▶ [What to do]:
Each entry here needs to be given again exactly.

[Items from a data source]
§ §

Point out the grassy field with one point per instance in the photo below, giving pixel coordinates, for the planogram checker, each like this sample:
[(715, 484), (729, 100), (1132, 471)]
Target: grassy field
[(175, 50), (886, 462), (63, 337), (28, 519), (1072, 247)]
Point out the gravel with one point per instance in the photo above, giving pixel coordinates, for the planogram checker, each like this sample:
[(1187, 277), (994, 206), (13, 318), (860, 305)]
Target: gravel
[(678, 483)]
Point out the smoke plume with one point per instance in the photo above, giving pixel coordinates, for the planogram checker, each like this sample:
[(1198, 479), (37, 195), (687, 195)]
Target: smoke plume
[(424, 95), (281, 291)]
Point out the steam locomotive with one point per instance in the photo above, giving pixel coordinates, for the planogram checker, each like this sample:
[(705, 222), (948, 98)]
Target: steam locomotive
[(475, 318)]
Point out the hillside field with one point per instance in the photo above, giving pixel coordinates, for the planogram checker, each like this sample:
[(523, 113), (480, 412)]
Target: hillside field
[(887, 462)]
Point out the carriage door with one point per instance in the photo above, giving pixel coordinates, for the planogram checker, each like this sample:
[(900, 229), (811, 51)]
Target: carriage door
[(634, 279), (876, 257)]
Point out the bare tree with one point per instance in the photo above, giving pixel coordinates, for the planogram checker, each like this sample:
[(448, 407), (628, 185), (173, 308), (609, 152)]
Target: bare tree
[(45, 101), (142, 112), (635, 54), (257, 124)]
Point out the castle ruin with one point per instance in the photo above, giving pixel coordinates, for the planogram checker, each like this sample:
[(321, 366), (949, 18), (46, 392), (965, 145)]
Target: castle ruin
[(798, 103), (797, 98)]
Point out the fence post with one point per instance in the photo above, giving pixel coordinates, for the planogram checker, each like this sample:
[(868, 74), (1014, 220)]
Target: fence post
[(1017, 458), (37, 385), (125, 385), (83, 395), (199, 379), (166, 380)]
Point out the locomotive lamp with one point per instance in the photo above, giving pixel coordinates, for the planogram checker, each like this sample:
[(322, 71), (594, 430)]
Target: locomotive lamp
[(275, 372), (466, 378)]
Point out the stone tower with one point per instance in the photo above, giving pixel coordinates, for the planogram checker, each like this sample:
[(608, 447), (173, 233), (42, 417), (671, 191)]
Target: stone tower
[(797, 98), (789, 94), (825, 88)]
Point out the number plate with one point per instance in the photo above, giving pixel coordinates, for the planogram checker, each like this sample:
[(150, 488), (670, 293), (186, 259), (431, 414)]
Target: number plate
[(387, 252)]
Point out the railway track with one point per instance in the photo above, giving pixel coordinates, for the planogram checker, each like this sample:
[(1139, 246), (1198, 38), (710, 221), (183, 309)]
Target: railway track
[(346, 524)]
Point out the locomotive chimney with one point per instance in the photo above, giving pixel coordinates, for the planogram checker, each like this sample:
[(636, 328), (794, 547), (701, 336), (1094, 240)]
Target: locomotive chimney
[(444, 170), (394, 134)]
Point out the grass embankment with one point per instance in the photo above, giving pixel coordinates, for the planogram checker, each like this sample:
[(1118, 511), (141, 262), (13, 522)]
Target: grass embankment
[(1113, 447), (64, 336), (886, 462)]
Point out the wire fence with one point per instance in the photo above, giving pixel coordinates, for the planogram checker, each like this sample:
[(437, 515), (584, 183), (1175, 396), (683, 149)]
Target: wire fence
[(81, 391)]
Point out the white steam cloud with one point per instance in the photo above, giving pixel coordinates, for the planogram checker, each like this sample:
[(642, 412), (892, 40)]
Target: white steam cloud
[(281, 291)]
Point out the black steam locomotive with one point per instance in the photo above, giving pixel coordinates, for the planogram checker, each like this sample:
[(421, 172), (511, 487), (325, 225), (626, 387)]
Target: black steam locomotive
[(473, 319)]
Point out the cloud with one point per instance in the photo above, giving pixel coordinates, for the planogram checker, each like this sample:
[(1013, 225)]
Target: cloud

§ §

▶ [Reply to the task]:
Point out the grassy field with one point per instance in the photo below, giving pixel coordinates, for the planogram checker, each like this sample:
[(715, 484), (729, 100), (1132, 471)]
Target: grassy field
[(175, 50), (886, 462), (63, 337), (28, 519), (1072, 247)]
Point out the gravel with one point per instance in the photo above, giving pixel coordinates, for the planogram checker, each like this sample:
[(1187, 277), (994, 206), (13, 318), (860, 305)]
Target: gravel
[(678, 483)]
Point out the smoke plume with one point per instance in the photo above, giving pixel coordinates, for the planogram checker, each like this sample:
[(1198, 479), (37, 195), (687, 195)]
Target: smoke plume
[(424, 95), (281, 291)]
Point out the steam locomotive with one point per instance in the photo above, giving pixel coordinates, for the planogram checker, each like this sample:
[(705, 222), (948, 98)]
Target: steam locomotive
[(475, 318)]
Point out the hillside field with one point per instance in the photo above, giving pixel coordinates, for the planogram checker, each like this sample:
[(523, 113), (480, 412)]
Target: hillside field
[(887, 462)]
Point out the carriage door with one point per instance in the photo above, giving pixel coordinates, for the planogram checker, each like this sample:
[(900, 229), (811, 51)]
Target: carriage door
[(634, 279), (876, 257)]
Point out the bare tree with one point per instance in the photo above, giving pixel coordinates, for the planogram checker, each like this sample:
[(448, 407), (628, 185), (173, 308), (609, 152)]
Target: bare tree
[(45, 101), (142, 112), (635, 54), (257, 124)]
Point out the castle ruin with one point per instance in the photo above, giving pixel coordinates, for the planogram checker, each like this sample:
[(321, 366), (949, 18), (46, 392), (965, 145)]
Target: castle ruin
[(798, 103), (797, 98)]
Point out the fence post with one point per instance in the photo above, giving pixel coordinates, for the planogram checker, each like this sample:
[(868, 74), (1014, 220)]
Target: fence post
[(1017, 458), (37, 385), (125, 385), (83, 395), (199, 379), (166, 380)]
Point out the locomotive lamp with one point per instance in the photo above, giving pixel coordinates, for the planogram checker, each like this sample:
[(322, 71), (594, 430)]
Target: locomotive lamp
[(275, 372), (466, 378)]
Point out the stone tower with one point per instance in the photo above, giving pixel coordinates, for the planogram checker, each like this sample:
[(608, 447), (173, 233), (42, 417), (671, 191)]
Target: stone tower
[(797, 98), (789, 94), (825, 88)]
Point out the number plate with one point per instance in the photo above, giving pixel coordinates, for the planogram checker, each like this sample:
[(150, 488), (670, 293), (186, 259), (431, 414)]
Target: number plate
[(387, 252)]
Point out the railway track with one point per instance in the photo above, giving pixel coordinates, for the planogram checker, each like this sample:
[(1139, 246), (1198, 38), (710, 221), (183, 309)]
Target: railway track
[(346, 524)]
Point out the locomotive chimney with one point per instance in the photo above, giving pixel coordinates, for the planogram checker, each like this sample:
[(636, 328), (794, 547), (701, 336), (1094, 240)]
Target: locomotive chimney
[(444, 170), (394, 134)]
Point out the grass embankment with one point per instance in the photo above, giving pixel coordinates, for the planogram checker, each like this sample:
[(1118, 511), (141, 262), (13, 522)]
Target: grass embankment
[(1113, 447), (64, 336), (886, 462)]
Point out the wire fence with one point per instance in the photo above, giving pixel coordinates, for the planogram checker, each like this sample:
[(437, 515), (584, 183), (1175, 396), (683, 149)]
Target: wire fence
[(81, 391)]
Point out the white steam cloud with one point per instance in the photo above, giving pixel coordinates, for the planogram checker, each like this sample:
[(642, 412), (892, 40)]
Target: white steam cloud
[(281, 291)]
Point out the black steam locomotive with one point per instance in the photo above, giving pixel coordinates, for the planogram checker, each like this sample:
[(421, 172), (511, 487), (325, 225), (626, 387)]
Target: black steam locomotive
[(473, 319)]
Point out the cloud with one point per instance in the photo above, giving pixel coordinates, for the planogram checker, each like this sample:
[(1013, 225)]
Target: cloud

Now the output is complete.